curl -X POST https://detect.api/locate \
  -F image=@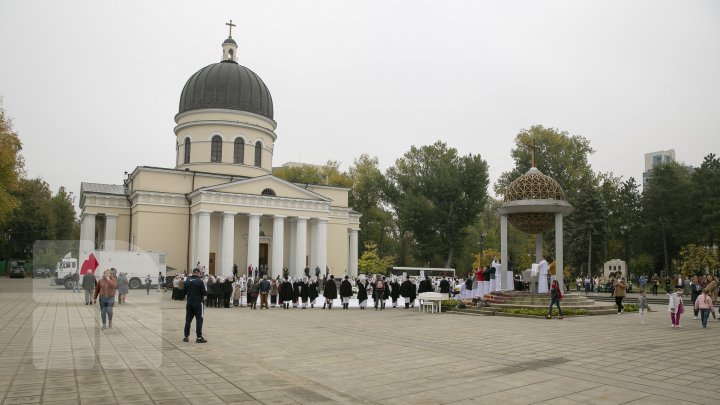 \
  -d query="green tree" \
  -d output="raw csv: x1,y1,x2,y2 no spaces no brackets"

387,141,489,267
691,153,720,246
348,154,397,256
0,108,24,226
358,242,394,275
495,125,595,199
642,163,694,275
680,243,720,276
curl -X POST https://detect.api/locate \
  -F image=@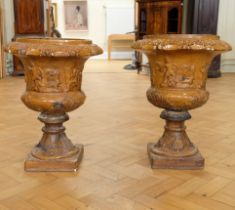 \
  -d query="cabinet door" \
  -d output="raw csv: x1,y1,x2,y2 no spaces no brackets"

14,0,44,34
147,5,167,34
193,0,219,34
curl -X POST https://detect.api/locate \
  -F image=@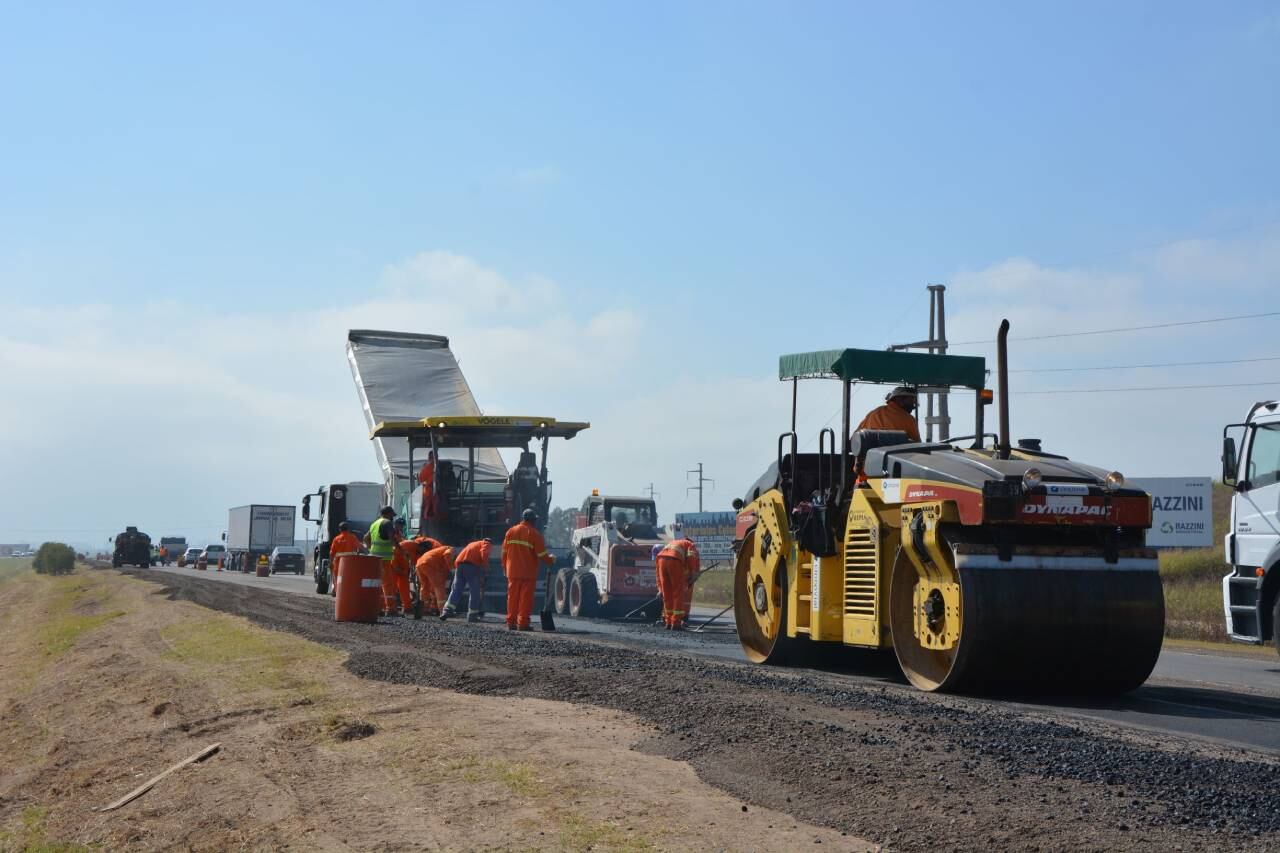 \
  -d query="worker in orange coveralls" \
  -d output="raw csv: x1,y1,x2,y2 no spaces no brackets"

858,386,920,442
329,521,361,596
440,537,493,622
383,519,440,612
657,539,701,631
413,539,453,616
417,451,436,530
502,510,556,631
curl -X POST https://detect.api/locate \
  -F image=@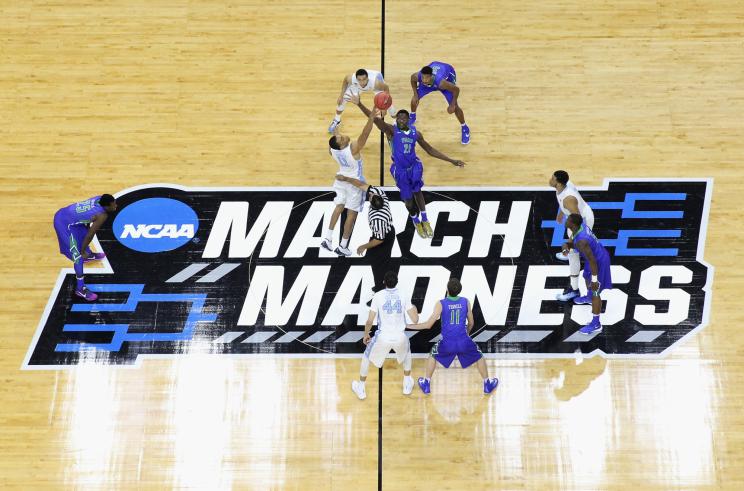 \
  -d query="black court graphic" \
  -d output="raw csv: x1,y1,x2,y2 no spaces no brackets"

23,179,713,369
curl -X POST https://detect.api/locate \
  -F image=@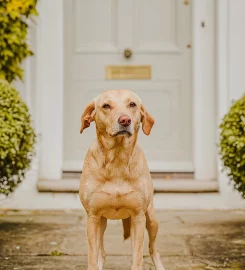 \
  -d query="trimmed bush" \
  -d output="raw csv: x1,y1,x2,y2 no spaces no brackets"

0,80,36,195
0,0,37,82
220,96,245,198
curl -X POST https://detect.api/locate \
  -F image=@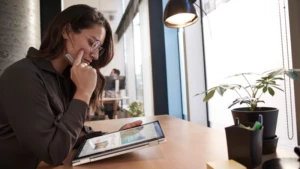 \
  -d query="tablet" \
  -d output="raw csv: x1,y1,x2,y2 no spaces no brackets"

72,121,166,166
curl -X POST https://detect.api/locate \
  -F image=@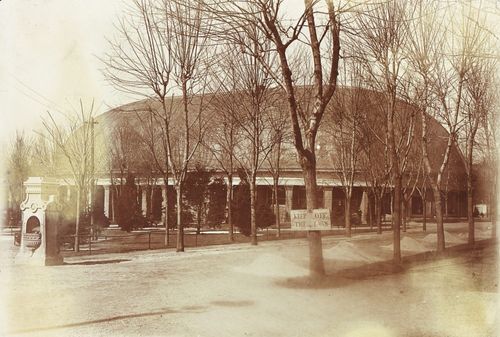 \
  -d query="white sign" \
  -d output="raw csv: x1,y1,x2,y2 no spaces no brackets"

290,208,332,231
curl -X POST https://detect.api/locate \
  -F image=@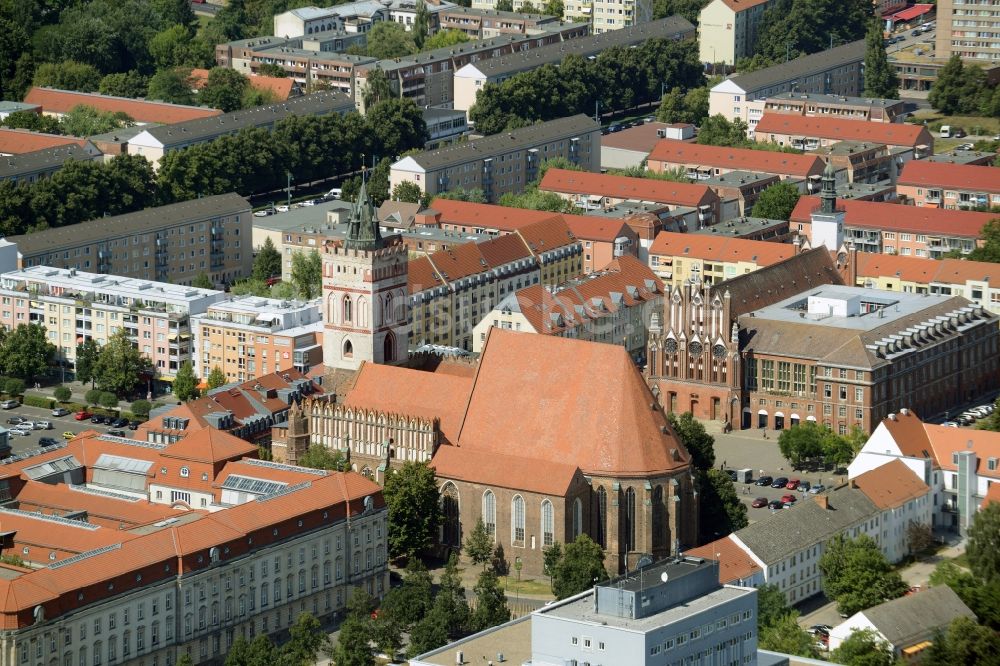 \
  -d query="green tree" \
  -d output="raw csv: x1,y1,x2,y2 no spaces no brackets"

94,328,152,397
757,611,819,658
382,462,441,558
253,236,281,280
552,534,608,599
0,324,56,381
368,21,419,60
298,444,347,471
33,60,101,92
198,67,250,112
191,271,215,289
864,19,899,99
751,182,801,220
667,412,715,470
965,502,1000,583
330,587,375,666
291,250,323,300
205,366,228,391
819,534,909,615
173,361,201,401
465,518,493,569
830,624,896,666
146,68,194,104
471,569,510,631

══════

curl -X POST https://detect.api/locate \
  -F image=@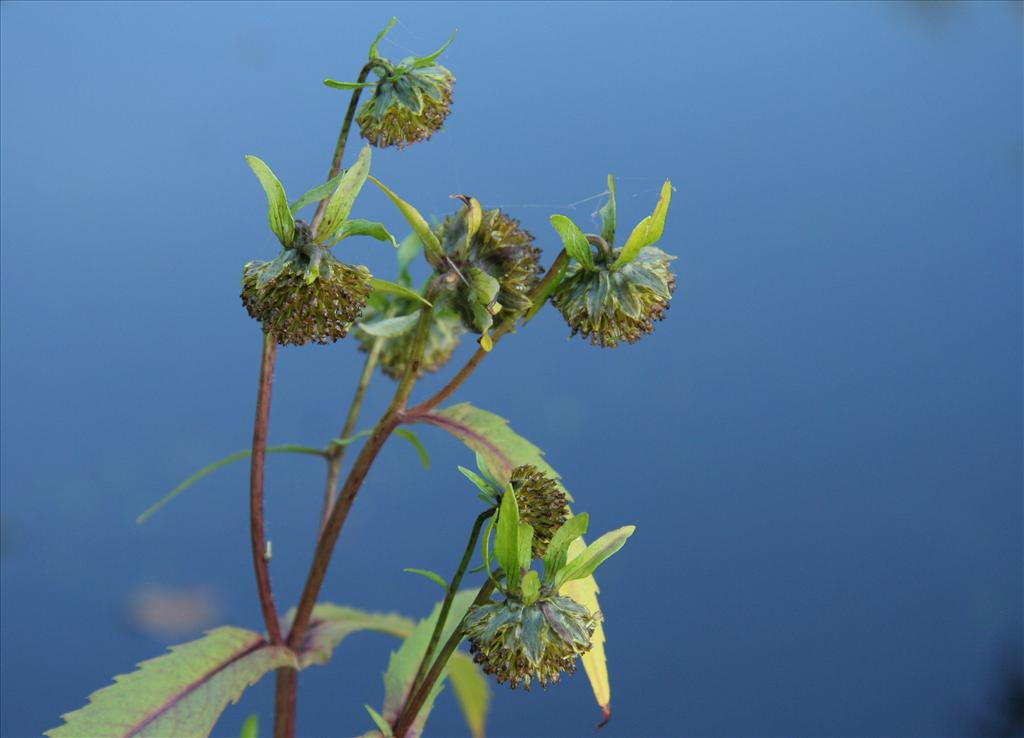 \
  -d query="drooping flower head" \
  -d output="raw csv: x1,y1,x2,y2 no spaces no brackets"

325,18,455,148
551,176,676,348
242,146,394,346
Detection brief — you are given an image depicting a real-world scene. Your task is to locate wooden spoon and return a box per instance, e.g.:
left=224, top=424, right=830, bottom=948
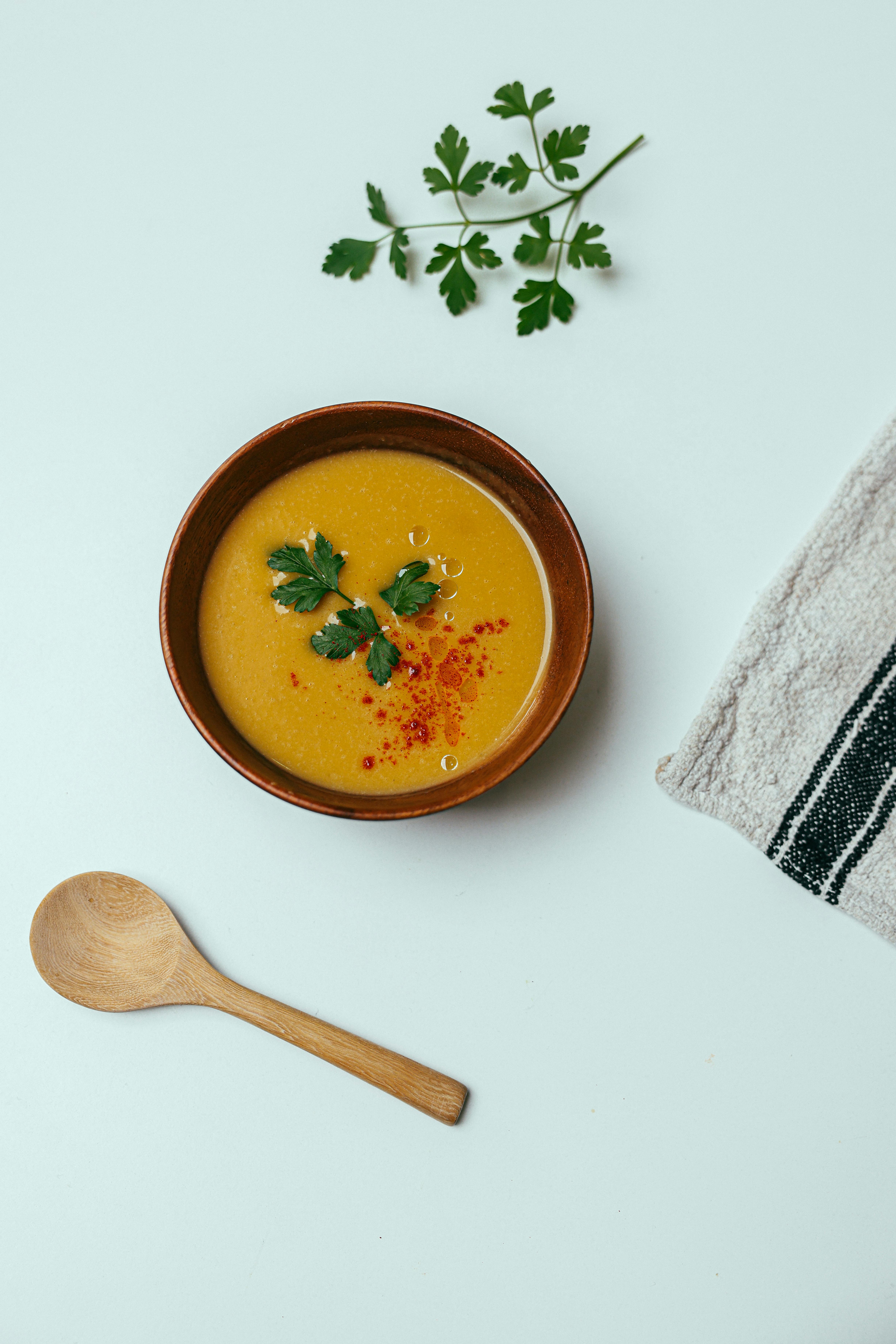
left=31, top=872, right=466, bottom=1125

══════

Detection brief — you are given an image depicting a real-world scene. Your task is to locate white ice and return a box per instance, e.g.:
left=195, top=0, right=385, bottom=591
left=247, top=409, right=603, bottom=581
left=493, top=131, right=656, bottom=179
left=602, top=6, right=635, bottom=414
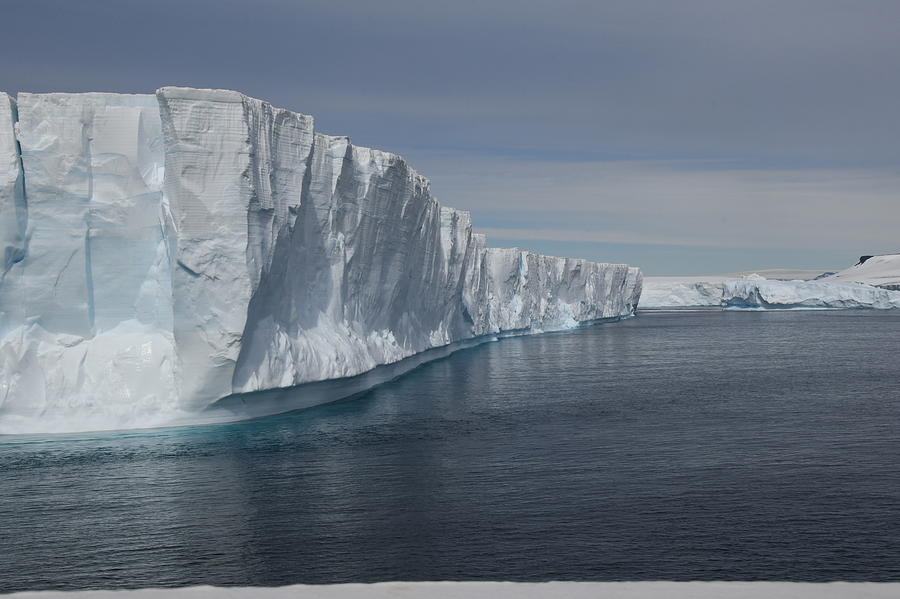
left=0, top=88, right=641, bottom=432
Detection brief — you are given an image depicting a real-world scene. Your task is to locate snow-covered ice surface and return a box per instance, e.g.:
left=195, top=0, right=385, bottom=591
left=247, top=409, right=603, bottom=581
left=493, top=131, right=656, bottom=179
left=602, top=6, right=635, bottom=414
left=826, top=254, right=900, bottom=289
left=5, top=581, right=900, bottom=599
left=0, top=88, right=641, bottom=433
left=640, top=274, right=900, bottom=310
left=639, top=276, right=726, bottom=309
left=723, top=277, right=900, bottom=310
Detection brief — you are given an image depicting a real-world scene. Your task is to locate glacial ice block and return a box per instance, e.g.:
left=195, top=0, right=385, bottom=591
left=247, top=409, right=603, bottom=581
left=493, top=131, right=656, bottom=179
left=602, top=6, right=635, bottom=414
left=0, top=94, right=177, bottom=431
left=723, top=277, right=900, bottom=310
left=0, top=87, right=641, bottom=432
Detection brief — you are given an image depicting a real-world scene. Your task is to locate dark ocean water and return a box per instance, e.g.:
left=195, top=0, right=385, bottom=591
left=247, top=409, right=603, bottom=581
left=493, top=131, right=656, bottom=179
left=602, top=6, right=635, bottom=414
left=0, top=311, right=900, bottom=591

══════

**Goal**. In the records, rewrite the stretch from the line containing "to locate dark" through the line containing "left=0, top=311, right=900, bottom=591" with "dark ocean water" replaced by "calm ocean water". Leave everything else unchanged.

**Solution for this task**.
Detection brief — you are given an image depicting a real-world scene. Your task is to locate calm ocean water and return a box per instance, e.g.:
left=195, top=0, right=385, bottom=591
left=247, top=409, right=603, bottom=581
left=493, top=131, right=656, bottom=179
left=602, top=6, right=635, bottom=414
left=0, top=311, right=900, bottom=591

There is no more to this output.